── LISTED ENTRIES
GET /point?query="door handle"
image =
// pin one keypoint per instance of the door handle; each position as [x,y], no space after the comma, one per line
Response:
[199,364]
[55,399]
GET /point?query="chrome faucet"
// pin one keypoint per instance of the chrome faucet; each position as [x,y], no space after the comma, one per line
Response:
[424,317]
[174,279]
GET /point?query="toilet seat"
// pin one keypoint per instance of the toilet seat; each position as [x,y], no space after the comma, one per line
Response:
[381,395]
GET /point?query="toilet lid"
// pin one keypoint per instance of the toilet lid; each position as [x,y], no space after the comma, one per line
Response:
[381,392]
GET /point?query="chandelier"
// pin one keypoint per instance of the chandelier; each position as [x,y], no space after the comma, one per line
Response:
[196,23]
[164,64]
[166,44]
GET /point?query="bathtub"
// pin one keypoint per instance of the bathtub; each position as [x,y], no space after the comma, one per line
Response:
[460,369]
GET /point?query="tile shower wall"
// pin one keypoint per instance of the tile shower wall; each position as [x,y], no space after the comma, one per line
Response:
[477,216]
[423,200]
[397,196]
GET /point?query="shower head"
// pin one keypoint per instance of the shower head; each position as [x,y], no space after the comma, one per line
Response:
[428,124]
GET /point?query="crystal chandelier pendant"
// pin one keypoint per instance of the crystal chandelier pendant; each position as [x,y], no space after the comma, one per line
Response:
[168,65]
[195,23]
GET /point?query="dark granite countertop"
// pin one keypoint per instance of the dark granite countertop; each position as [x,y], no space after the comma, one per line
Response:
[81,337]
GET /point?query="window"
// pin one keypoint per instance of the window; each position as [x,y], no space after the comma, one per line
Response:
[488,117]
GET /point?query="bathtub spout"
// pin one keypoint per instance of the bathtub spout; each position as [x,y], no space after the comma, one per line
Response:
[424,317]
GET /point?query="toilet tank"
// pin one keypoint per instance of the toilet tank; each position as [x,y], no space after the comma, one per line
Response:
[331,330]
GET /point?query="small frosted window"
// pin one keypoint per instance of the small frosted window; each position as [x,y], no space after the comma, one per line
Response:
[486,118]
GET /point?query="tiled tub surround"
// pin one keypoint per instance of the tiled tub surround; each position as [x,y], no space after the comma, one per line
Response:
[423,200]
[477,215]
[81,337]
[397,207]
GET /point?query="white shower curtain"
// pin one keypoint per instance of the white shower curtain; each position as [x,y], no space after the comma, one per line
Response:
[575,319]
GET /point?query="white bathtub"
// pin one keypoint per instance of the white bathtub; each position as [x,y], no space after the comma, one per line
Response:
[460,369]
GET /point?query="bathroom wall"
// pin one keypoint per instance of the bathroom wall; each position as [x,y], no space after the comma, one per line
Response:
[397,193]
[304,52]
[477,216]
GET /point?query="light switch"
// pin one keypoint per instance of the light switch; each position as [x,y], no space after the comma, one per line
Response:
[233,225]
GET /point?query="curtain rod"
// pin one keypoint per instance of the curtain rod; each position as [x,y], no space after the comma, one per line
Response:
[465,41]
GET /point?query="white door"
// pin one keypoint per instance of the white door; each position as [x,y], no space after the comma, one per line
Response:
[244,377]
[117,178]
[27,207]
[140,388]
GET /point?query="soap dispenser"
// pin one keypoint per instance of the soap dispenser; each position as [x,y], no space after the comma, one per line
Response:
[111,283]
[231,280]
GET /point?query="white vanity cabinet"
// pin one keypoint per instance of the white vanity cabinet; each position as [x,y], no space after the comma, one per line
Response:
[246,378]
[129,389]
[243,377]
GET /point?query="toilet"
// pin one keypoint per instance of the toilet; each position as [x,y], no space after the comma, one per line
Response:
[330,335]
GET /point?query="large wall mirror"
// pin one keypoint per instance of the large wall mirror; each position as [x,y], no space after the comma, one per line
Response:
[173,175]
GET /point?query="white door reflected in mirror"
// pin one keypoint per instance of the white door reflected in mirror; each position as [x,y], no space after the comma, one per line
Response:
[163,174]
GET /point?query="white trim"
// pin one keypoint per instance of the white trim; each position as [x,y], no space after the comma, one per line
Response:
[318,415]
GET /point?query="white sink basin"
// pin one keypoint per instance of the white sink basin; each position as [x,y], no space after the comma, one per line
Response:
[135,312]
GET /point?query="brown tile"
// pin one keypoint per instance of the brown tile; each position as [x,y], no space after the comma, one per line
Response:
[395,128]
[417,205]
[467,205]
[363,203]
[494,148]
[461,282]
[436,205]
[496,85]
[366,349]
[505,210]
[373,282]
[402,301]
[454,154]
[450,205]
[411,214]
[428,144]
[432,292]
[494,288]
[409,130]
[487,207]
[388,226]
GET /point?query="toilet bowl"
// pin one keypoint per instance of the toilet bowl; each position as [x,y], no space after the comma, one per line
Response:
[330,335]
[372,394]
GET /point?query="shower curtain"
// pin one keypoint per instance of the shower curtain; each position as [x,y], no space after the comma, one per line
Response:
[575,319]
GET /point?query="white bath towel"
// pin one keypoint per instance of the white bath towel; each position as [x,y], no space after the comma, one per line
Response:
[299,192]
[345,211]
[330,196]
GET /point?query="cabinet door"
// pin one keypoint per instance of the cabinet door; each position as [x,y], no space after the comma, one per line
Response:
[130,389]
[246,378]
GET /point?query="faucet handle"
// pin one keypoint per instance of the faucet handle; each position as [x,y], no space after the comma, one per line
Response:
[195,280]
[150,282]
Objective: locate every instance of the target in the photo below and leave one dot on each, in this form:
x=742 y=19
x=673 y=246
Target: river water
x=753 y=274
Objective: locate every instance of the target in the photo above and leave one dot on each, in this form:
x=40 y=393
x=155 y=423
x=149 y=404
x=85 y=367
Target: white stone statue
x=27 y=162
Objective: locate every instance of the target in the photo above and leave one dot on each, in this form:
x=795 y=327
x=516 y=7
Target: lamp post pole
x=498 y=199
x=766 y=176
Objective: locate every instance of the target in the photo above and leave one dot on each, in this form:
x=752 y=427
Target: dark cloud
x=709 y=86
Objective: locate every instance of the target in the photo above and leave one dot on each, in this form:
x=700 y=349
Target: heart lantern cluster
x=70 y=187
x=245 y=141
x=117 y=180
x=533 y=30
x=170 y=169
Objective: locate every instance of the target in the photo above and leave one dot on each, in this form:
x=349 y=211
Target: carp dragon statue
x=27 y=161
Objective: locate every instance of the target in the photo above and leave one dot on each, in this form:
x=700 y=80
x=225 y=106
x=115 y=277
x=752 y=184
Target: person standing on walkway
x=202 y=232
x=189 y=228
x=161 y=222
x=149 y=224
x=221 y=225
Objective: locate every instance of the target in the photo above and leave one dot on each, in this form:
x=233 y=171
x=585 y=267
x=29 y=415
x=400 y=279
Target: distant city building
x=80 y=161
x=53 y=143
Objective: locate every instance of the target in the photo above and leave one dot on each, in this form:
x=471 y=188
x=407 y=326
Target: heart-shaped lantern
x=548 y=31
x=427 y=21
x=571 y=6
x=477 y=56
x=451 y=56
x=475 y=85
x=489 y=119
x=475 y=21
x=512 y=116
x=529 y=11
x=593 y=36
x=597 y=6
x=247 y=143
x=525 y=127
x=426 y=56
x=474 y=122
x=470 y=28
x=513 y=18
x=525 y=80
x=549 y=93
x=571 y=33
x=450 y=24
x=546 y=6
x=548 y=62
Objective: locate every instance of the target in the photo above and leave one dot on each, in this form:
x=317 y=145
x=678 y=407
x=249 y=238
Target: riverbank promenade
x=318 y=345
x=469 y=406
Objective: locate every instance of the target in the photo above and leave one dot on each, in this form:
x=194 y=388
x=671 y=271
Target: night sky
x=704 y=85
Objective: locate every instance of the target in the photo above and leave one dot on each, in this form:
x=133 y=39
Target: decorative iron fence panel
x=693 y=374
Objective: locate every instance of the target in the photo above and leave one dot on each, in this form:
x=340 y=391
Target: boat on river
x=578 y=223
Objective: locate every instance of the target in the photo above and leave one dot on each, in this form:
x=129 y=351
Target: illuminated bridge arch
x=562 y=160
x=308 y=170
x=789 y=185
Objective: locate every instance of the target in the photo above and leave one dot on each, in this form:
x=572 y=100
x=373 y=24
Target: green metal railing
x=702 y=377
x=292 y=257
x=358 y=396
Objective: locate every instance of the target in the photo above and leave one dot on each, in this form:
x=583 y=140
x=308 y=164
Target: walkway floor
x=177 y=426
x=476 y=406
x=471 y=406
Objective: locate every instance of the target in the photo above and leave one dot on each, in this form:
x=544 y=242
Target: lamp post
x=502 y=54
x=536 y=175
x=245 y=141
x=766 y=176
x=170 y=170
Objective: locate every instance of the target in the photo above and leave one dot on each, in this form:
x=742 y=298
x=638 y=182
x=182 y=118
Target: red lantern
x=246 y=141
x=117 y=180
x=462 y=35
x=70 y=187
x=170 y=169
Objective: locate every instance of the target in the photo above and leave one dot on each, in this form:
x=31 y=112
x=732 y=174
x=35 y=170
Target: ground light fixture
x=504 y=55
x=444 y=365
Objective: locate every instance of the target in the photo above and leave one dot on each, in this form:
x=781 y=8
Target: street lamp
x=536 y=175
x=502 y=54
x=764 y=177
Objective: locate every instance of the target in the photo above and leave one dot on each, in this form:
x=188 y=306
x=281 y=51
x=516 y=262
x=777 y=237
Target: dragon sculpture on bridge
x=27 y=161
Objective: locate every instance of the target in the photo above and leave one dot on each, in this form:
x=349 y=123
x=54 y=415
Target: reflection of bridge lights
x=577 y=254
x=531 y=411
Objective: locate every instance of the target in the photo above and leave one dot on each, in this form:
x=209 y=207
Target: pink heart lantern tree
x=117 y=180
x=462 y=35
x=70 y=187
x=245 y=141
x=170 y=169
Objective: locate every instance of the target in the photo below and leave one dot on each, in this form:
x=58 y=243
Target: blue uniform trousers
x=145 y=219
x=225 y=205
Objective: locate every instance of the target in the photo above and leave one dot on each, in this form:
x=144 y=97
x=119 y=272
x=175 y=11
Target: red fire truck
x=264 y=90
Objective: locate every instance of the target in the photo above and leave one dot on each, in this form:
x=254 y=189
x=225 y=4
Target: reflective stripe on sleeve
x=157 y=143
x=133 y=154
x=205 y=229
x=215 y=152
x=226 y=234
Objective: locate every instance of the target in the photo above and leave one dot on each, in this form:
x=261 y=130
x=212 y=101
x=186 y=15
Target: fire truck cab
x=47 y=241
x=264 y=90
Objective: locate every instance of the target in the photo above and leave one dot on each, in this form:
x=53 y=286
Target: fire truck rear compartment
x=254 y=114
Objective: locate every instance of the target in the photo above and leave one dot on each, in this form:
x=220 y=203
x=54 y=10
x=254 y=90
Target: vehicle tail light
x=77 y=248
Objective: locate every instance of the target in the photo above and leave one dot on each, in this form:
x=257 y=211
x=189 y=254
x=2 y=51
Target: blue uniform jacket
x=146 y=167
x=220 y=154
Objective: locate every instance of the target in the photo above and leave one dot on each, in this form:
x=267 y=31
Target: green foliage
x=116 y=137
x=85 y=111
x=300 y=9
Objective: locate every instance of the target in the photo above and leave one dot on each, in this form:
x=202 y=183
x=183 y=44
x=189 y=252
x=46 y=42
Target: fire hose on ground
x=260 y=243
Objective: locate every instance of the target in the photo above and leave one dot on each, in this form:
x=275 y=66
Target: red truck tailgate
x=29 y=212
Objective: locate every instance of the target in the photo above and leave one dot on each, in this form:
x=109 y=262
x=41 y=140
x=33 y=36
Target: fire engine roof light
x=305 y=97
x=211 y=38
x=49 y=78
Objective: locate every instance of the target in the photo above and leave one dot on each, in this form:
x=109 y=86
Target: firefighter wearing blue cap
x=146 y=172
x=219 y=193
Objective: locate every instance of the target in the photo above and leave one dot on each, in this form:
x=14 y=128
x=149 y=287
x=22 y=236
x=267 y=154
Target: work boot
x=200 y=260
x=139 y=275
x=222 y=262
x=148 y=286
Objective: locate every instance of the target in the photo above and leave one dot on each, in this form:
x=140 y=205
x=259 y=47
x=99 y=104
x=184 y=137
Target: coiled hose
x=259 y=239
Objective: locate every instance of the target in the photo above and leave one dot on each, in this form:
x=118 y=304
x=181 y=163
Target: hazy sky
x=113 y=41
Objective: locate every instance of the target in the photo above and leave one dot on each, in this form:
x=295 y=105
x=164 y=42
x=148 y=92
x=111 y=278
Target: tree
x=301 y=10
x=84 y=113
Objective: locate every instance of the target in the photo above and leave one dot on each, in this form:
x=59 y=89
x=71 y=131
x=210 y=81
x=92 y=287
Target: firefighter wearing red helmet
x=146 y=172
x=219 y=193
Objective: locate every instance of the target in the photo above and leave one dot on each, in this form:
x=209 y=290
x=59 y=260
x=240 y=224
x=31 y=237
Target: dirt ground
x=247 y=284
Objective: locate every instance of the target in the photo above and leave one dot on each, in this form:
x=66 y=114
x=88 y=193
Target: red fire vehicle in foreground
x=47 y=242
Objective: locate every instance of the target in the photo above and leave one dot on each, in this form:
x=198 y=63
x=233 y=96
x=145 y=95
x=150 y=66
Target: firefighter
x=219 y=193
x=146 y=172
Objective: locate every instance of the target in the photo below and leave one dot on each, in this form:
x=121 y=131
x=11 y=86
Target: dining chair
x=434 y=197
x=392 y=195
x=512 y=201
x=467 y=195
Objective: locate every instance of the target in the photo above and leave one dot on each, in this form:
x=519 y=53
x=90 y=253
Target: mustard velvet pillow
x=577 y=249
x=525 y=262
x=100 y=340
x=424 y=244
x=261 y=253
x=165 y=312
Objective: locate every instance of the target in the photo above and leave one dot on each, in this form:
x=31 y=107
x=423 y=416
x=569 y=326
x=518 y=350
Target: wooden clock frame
────
## WHAT YOU SHOULD DO
How many lines of the listing above carry the string "brown"? Report that number with no other text.

## SOLUTION FOR THIS TASK
2